--- START ---

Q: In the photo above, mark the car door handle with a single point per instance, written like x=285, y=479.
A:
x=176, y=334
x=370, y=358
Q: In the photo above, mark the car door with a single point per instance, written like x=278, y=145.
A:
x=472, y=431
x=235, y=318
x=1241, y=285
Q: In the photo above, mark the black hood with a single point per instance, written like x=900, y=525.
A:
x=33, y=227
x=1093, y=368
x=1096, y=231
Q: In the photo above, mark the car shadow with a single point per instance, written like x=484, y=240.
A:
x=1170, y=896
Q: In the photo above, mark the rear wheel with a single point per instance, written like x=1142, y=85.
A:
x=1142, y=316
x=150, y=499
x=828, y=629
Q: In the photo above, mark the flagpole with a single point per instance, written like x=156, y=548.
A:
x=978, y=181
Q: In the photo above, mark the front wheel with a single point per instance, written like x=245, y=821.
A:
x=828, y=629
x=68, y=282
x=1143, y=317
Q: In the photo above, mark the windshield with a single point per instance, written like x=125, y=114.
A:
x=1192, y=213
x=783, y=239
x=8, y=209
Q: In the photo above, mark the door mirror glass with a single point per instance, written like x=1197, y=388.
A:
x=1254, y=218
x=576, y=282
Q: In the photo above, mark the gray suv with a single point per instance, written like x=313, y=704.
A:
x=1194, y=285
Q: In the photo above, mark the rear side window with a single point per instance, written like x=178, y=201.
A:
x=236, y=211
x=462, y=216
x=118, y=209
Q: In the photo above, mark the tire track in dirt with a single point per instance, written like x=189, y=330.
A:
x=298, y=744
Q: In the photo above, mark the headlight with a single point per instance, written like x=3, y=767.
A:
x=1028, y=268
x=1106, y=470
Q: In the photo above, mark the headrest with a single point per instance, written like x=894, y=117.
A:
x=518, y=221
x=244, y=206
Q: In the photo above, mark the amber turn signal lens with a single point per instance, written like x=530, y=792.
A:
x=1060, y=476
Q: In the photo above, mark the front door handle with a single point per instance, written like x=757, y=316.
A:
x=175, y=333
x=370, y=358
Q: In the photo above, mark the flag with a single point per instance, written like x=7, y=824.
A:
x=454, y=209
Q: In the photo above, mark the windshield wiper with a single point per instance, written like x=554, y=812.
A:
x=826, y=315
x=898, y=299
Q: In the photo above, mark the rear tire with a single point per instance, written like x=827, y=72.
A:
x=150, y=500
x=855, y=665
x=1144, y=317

--- END ---
--- START ---

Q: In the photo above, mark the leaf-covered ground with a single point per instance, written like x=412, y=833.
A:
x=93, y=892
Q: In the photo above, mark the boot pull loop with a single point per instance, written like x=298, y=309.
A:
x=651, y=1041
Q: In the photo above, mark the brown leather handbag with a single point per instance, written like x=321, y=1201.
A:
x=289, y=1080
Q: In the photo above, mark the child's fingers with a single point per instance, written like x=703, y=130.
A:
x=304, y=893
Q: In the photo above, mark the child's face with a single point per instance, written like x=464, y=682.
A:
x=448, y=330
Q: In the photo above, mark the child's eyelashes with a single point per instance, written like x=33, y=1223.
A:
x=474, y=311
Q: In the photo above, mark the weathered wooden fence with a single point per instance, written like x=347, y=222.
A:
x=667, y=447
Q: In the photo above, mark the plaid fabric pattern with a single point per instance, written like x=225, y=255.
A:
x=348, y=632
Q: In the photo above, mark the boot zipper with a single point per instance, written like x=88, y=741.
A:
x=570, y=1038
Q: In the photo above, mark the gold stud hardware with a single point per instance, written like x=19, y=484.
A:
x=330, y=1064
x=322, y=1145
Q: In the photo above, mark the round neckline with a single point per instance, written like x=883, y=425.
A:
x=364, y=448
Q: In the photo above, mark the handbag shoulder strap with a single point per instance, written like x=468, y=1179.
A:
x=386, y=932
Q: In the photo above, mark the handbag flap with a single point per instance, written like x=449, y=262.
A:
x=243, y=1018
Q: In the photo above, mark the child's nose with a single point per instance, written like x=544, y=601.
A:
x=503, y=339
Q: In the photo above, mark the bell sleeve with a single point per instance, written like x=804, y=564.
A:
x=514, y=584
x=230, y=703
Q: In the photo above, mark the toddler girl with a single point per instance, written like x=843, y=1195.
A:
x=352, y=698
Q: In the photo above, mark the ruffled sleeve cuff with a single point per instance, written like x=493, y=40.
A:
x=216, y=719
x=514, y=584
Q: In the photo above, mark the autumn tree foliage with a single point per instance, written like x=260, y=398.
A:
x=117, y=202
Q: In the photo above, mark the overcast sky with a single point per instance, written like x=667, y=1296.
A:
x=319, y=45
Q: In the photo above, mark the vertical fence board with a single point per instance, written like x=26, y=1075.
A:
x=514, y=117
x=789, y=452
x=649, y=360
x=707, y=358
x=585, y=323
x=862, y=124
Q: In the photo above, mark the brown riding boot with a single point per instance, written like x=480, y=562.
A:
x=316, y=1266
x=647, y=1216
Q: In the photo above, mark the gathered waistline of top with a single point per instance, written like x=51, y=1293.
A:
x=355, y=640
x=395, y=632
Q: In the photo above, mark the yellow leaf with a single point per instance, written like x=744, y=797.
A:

--- END ---

● **Task prompt**:
Scan the listing above for the word "tire" and copy every line that holds it.

● **Answer to the problem**:
Q: In the photo above, mark the tire track in dirt with a single point per instance, written like x=189, y=330.
Q: In the photo above, mark the rear tire with a single point per instance, written like x=827, y=72.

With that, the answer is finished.